### WHAT NEEDS TO BE DONE
Reproduce every one of the records below, line for line, with no changes.

::::::

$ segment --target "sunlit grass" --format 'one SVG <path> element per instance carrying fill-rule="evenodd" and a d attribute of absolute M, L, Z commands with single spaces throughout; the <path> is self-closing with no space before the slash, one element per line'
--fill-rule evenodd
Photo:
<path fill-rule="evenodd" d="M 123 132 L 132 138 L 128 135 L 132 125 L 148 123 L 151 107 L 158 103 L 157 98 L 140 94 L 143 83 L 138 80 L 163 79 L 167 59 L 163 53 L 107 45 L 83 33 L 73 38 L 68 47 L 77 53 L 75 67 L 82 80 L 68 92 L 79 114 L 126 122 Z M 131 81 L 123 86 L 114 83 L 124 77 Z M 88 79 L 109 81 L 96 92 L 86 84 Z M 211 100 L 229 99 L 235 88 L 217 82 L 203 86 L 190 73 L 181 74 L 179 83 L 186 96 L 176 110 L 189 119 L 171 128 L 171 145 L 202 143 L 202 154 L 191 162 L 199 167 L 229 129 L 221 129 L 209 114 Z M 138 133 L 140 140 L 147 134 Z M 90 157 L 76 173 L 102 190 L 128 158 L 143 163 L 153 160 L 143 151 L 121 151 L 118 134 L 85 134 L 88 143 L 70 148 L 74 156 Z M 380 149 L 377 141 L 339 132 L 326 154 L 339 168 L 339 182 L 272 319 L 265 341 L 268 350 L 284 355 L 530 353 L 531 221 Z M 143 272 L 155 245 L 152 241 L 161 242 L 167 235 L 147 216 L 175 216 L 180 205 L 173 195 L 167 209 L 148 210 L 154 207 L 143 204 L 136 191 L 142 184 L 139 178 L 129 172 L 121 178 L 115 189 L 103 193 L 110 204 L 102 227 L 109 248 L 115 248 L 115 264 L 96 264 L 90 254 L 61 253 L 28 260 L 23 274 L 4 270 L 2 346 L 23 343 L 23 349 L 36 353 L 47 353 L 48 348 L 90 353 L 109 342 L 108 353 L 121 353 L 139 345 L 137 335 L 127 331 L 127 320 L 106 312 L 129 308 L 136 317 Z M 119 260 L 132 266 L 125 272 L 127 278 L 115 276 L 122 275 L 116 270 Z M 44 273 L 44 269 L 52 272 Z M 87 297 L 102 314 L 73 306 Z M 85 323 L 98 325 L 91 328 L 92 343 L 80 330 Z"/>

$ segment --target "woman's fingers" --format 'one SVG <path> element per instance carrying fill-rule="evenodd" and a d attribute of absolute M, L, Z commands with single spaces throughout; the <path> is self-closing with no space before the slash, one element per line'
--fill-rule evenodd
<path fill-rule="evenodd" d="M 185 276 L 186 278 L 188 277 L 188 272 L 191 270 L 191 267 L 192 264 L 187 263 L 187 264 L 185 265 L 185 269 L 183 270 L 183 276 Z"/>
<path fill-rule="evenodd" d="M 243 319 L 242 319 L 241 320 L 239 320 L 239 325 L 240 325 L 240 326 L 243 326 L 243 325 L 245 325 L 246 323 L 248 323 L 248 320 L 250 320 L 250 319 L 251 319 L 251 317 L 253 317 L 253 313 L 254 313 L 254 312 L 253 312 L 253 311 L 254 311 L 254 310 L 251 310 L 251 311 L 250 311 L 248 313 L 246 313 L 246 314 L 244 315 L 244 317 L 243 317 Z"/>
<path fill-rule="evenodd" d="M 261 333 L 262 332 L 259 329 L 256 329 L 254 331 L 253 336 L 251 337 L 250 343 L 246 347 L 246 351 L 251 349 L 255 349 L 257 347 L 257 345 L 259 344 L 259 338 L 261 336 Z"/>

::::::

### ANSWER BELOW
$ segment --target "sunlit grass" --format 'one SVG <path> element per instance carrying fill-rule="evenodd" and a d attribute of absolute M, L, Z commands with single spaces throughout; the <path> is self-closing with no space before the slash, one element per line'
--fill-rule evenodd
Photo:
<path fill-rule="evenodd" d="M 123 132 L 132 138 L 128 135 L 132 125 L 148 123 L 151 107 L 158 103 L 157 98 L 140 94 L 143 83 L 138 80 L 163 79 L 167 59 L 163 53 L 107 45 L 83 33 L 73 38 L 68 47 L 77 53 L 75 67 L 82 80 L 68 92 L 79 114 L 126 122 Z M 131 81 L 123 86 L 114 83 L 124 77 Z M 88 79 L 109 81 L 96 92 L 86 84 Z M 211 100 L 229 99 L 235 88 L 217 82 L 203 86 L 190 73 L 181 74 L 179 83 L 186 96 L 176 110 L 189 119 L 171 128 L 171 145 L 202 143 L 202 154 L 191 162 L 199 167 L 229 129 L 221 129 L 209 114 Z M 138 133 L 140 140 L 147 134 Z M 90 157 L 76 173 L 102 190 L 128 158 L 143 163 L 153 160 L 143 151 L 121 151 L 118 134 L 85 134 L 88 143 L 70 148 L 74 156 Z M 380 149 L 377 141 L 339 132 L 326 154 L 339 168 L 339 182 L 272 319 L 265 341 L 268 350 L 284 355 L 530 353 L 531 221 Z M 143 272 L 155 245 L 152 241 L 161 242 L 167 235 L 147 216 L 175 216 L 180 205 L 173 195 L 167 209 L 148 210 L 154 207 L 143 204 L 136 191 L 142 184 L 139 178 L 129 172 L 121 178 L 115 189 L 103 193 L 110 204 L 102 227 L 109 248 L 115 248 L 115 264 L 96 264 L 90 254 L 61 253 L 28 260 L 23 274 L 4 270 L 2 346 L 23 343 L 23 349 L 36 353 L 47 353 L 48 348 L 90 353 L 109 342 L 108 353 L 121 353 L 139 345 L 137 335 L 127 331 L 127 320 L 106 312 L 129 308 L 136 317 Z M 119 260 L 132 266 L 125 272 L 127 278 L 115 276 L 122 275 L 116 270 Z M 44 273 L 44 269 L 52 272 Z M 87 297 L 102 314 L 73 306 Z M 85 323 L 98 325 L 91 328 L 92 343 L 80 330 Z"/>

$ segment --target "woman's fingers" --format 'one SVG <path> element per instance carrying fill-rule="evenodd" and a d attribute of absolute M, L, Z commands with single spaces throughout; the <path> is self-closing with no space before the slash, one element per line'
--fill-rule evenodd
<path fill-rule="evenodd" d="M 185 276 L 186 278 L 188 277 L 188 272 L 191 270 L 191 267 L 192 264 L 187 263 L 187 264 L 185 265 L 185 269 L 183 270 L 183 276 Z"/>
<path fill-rule="evenodd" d="M 243 319 L 242 319 L 241 320 L 239 320 L 239 325 L 240 325 L 240 326 L 243 326 L 243 325 L 245 325 L 246 323 L 248 323 L 248 320 L 250 320 L 250 319 L 251 319 L 251 317 L 253 317 L 253 313 L 254 313 L 254 312 L 253 312 L 253 311 L 254 311 L 254 310 L 251 310 L 251 311 L 250 311 L 248 313 L 246 313 L 246 314 L 244 315 L 244 317 L 243 317 Z"/>
<path fill-rule="evenodd" d="M 261 333 L 262 332 L 259 329 L 256 329 L 254 331 L 253 336 L 251 337 L 250 343 L 246 347 L 246 351 L 251 349 L 255 349 L 257 347 L 257 345 L 259 344 L 259 338 L 261 336 Z"/>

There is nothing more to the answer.